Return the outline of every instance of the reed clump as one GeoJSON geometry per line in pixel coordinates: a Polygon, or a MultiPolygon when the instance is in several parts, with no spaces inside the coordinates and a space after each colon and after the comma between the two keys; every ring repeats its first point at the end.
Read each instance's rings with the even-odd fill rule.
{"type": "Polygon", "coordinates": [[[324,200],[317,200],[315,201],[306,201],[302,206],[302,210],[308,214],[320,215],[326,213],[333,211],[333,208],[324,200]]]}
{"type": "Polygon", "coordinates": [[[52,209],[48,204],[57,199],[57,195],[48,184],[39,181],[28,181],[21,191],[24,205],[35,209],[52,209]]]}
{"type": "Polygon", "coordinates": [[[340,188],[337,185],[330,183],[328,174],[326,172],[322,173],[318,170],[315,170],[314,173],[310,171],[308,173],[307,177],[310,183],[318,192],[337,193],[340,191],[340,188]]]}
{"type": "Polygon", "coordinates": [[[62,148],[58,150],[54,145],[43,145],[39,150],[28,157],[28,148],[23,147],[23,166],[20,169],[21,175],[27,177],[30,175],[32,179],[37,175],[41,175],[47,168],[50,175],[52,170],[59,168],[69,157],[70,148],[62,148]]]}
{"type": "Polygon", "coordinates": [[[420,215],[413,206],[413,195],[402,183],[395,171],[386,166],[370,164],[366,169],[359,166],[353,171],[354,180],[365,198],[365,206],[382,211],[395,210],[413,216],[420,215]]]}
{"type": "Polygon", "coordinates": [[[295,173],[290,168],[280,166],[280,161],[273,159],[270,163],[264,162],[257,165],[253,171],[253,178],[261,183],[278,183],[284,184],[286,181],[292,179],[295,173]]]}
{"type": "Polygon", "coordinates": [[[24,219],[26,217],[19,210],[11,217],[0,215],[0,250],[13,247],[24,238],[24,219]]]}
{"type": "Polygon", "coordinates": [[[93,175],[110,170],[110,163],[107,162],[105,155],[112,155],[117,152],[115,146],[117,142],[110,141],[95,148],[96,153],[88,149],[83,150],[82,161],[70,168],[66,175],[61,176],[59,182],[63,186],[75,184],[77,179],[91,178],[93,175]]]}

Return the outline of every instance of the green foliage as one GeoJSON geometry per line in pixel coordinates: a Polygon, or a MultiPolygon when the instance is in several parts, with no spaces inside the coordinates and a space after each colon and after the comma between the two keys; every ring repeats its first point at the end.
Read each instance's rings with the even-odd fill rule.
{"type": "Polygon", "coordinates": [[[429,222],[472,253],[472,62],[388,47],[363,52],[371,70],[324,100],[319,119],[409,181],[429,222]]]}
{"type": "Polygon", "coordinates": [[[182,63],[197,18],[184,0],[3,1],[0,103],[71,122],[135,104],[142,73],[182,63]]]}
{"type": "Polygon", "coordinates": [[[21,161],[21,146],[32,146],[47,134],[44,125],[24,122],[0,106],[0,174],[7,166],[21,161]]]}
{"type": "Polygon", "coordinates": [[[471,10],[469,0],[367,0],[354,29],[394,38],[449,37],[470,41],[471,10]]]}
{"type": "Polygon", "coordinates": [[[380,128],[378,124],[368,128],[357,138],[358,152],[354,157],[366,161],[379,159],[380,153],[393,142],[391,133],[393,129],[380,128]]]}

◆ Task brief: Please gather every line in the records above that contains the word "outline", and copy each of those lines in full.

◆ Written answer:
Return the outline of every instance of the reed clump as one GeoJSON geometry per line in pixel coordinates: a Polygon, or a MultiPolygon when the instance is in several parts, with no spaces inside the coordinates and a space after each colon and after the comma between the two keys; every ring repeats its first point at the end.
Return the outline of every instance of the green foliage as one GeoJSON geometry per line in pixel coordinates: a Polygon, or a MultiPolygon when the instance is in several parts, with no spaces inside the coordinates and a space after each colon and after the comma between the two keys; every ring repeats its first point at the end.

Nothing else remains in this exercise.